> Set exercise
Can you quote, word for word, the lines of the data below from the line with "every bus headlight." up to and including the line with "[111,568,131,616]"?

[Excerpts of labeled region data]

--------------------

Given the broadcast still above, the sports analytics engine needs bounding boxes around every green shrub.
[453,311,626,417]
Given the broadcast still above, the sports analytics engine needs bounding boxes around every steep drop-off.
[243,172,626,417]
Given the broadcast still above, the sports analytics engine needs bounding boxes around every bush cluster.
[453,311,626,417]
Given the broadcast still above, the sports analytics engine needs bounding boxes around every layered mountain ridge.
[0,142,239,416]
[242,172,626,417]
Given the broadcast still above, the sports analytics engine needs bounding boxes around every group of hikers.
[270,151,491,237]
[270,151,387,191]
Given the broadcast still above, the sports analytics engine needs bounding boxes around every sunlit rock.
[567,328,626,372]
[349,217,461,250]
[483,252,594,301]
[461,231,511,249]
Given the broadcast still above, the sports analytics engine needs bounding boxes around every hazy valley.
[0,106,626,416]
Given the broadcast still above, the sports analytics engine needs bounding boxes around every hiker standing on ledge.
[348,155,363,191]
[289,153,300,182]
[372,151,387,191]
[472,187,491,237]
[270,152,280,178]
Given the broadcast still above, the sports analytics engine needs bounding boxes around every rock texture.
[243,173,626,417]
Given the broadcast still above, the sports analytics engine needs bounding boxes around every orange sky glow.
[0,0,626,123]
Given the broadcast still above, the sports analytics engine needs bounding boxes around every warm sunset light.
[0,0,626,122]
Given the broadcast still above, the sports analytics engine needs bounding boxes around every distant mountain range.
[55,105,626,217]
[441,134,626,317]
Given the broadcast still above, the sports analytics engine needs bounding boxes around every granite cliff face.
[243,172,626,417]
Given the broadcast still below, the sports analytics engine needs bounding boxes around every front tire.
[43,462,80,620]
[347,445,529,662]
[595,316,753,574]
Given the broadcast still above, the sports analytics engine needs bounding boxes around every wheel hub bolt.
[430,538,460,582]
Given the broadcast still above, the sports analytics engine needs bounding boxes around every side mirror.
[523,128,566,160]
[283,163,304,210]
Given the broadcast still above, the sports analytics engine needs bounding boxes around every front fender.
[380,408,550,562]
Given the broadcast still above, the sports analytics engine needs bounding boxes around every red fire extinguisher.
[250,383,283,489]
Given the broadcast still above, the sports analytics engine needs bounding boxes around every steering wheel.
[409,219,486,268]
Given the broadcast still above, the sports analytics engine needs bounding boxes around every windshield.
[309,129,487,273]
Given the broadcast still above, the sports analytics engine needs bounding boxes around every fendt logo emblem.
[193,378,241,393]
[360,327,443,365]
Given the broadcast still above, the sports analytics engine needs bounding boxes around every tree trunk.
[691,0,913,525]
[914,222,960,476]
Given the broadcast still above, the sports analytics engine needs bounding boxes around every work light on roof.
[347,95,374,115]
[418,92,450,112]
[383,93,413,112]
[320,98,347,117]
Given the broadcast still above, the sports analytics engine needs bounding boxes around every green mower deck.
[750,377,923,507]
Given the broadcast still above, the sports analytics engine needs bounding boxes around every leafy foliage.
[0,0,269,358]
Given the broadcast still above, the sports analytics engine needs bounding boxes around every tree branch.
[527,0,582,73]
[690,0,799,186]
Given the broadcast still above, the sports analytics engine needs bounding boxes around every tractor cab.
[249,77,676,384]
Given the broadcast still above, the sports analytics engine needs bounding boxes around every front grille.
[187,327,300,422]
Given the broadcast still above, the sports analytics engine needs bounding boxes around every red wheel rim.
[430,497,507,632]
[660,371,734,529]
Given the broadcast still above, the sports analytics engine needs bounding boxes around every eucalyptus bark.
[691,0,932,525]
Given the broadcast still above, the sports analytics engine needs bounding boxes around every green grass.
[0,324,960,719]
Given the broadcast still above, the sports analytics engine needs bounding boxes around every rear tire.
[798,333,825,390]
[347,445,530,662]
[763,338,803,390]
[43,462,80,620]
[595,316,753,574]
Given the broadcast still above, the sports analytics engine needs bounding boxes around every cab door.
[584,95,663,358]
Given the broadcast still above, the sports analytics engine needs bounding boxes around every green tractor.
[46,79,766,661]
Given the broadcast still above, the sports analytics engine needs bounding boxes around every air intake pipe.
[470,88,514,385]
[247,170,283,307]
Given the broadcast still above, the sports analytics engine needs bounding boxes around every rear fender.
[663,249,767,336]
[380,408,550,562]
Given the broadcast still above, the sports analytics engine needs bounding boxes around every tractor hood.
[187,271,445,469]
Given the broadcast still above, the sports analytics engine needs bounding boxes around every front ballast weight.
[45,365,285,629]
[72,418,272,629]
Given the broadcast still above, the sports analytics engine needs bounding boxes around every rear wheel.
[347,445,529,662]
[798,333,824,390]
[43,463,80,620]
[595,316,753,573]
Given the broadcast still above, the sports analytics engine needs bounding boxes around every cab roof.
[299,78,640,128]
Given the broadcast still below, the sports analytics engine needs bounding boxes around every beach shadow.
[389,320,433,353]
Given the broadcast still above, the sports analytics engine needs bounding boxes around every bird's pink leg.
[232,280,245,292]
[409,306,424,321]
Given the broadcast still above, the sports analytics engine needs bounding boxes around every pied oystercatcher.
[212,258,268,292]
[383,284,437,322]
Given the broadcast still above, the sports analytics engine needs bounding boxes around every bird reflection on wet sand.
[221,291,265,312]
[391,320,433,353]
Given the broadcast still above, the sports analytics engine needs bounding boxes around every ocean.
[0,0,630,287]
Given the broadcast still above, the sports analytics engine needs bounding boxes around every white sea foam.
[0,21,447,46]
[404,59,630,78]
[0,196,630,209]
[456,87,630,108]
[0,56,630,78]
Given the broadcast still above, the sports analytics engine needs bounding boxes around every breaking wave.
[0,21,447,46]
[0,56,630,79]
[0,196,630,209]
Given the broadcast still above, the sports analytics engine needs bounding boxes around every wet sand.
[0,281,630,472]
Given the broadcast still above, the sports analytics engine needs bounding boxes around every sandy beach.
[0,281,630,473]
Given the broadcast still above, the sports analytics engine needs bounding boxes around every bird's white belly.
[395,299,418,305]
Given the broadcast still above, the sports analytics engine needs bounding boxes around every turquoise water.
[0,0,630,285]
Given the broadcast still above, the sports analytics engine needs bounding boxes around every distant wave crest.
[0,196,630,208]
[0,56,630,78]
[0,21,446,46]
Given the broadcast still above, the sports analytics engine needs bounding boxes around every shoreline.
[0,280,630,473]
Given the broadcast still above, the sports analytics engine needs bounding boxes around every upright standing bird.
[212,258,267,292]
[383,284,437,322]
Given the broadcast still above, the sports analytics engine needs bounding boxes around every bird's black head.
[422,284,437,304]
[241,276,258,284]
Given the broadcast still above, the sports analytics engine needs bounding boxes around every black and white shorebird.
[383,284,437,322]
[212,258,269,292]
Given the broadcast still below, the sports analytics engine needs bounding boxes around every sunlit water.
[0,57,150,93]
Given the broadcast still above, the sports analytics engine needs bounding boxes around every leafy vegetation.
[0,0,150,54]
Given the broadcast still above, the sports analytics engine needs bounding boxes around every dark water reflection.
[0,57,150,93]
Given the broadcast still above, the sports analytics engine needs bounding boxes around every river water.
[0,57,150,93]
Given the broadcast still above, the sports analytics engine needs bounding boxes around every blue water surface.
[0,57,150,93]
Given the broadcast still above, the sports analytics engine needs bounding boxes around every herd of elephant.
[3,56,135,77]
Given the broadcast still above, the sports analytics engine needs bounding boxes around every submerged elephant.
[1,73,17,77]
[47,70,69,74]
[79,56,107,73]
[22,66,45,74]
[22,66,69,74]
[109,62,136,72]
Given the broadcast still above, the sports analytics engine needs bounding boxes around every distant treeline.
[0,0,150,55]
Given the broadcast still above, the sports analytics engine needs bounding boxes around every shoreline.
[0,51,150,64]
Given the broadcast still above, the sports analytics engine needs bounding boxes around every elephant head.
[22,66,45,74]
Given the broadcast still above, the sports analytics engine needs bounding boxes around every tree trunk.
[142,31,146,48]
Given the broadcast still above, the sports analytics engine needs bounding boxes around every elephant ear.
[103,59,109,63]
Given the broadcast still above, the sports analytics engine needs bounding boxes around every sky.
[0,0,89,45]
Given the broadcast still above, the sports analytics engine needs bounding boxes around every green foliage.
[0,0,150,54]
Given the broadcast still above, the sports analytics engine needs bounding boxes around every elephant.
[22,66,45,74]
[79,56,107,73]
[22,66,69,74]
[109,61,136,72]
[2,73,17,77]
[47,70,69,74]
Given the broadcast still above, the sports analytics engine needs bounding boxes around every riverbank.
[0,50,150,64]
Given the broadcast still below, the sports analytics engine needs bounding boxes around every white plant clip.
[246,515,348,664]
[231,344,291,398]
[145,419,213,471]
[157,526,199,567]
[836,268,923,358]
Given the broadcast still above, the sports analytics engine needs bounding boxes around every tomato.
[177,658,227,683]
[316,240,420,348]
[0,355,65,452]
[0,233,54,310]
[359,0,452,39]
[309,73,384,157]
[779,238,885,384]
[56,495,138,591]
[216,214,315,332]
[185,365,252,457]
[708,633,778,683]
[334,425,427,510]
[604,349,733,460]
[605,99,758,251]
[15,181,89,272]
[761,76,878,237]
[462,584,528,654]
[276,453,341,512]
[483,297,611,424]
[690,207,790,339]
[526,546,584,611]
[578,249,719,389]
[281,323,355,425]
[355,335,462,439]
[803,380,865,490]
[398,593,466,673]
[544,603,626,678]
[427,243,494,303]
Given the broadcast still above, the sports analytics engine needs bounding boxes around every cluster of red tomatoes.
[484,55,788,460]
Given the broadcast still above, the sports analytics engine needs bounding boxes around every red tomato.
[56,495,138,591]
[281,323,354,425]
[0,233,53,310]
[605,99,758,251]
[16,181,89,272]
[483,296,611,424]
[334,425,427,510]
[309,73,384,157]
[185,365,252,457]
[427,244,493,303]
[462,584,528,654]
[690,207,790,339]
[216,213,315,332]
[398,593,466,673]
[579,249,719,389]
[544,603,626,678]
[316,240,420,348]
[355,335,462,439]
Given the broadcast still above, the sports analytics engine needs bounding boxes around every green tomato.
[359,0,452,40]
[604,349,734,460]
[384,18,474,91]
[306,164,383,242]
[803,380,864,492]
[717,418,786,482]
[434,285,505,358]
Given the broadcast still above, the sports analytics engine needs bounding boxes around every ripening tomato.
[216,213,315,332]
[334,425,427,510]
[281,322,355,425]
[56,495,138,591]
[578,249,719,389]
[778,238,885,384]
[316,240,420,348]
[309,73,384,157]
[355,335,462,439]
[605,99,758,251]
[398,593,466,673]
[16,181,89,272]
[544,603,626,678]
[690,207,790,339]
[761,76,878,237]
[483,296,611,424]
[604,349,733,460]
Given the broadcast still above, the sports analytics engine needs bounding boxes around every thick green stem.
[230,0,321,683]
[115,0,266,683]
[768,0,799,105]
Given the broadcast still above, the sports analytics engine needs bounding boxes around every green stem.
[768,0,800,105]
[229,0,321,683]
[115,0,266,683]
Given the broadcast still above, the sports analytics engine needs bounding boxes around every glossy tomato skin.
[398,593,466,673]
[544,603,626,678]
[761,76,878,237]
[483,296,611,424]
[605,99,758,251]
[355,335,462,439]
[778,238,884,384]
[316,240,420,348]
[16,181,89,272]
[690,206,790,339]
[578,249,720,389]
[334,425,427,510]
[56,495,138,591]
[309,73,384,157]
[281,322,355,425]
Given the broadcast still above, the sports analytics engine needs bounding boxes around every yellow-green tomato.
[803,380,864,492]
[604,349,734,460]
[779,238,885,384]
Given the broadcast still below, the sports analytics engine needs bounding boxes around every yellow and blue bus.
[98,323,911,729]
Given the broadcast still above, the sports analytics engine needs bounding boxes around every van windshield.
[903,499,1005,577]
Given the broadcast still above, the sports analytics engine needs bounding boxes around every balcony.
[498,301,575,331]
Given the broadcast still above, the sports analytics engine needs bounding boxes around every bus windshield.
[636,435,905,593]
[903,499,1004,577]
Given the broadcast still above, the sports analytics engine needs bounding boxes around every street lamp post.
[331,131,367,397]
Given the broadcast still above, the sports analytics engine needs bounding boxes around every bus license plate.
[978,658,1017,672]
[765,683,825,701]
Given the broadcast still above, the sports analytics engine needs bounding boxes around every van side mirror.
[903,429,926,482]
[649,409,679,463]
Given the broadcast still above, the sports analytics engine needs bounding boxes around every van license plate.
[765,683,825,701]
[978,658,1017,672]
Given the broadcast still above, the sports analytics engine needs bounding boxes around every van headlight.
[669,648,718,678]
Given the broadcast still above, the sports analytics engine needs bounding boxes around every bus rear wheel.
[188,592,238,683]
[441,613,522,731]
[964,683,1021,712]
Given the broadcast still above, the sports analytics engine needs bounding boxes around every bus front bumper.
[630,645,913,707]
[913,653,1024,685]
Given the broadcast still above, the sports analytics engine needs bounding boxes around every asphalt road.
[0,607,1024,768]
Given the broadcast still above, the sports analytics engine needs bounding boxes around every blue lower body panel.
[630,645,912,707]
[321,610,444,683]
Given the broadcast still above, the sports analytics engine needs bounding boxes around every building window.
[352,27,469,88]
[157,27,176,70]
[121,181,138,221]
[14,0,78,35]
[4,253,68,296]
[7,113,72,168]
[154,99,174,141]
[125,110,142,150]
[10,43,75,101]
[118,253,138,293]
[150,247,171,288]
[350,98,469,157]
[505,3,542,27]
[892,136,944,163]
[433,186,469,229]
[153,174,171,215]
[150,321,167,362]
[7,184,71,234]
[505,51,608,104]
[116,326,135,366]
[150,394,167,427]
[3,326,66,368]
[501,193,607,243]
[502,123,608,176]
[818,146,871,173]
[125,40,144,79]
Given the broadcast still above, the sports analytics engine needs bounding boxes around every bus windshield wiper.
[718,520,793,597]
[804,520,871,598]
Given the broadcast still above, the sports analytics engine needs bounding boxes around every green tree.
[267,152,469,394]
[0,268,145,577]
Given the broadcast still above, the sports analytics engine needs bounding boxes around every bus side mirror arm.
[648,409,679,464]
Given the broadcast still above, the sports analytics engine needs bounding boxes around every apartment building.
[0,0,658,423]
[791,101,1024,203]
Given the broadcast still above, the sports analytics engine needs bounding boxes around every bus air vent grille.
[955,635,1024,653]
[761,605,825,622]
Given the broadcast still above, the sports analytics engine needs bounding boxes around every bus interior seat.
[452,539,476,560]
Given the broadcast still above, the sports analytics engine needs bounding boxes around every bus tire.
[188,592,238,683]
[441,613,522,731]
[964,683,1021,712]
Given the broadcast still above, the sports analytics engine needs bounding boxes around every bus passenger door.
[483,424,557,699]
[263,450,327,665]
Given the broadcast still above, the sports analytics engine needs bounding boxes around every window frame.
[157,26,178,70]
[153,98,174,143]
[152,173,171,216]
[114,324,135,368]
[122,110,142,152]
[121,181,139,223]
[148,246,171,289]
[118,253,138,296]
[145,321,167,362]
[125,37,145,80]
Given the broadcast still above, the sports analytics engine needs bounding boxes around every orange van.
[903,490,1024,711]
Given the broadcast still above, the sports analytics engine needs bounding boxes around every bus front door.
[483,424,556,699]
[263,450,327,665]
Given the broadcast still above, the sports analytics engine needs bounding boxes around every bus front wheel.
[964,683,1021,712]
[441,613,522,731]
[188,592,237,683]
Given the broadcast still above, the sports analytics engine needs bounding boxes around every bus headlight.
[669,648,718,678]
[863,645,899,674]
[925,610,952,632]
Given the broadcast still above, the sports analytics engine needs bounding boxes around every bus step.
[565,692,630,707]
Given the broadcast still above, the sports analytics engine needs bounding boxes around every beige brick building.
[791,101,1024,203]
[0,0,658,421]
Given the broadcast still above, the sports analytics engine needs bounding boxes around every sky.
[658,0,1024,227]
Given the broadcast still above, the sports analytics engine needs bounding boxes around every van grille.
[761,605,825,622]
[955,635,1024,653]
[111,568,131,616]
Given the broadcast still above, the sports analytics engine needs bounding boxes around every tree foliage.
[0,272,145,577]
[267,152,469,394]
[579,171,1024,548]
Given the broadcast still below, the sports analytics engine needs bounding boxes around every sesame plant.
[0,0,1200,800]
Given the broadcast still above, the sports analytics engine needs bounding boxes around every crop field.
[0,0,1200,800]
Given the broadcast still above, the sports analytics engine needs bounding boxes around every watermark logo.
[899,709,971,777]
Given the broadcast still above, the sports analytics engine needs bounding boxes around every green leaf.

--------------------

> Full solution
Given the broadcast still above, the sports analytics engine needs bounding boxes around every bus headlight.
[669,648,718,678]
[863,645,899,674]
[925,610,952,632]
Given the broadcast still above, the sports analytics engine needs bounding boxes around every bus step.
[565,692,630,707]
Given the broadcast still above, the sports analytics engine needs bounding boxes around every beige brick building.
[791,101,1024,203]
[0,0,658,421]
Given the broadcast still above, the sports analytics engine needs bounding boxes around every sky.
[658,0,1024,227]
Given the broadcast still above, the sports analytics engine needs bounding boxes around every van grille.
[761,605,825,622]
[955,635,1024,653]
[111,568,131,616]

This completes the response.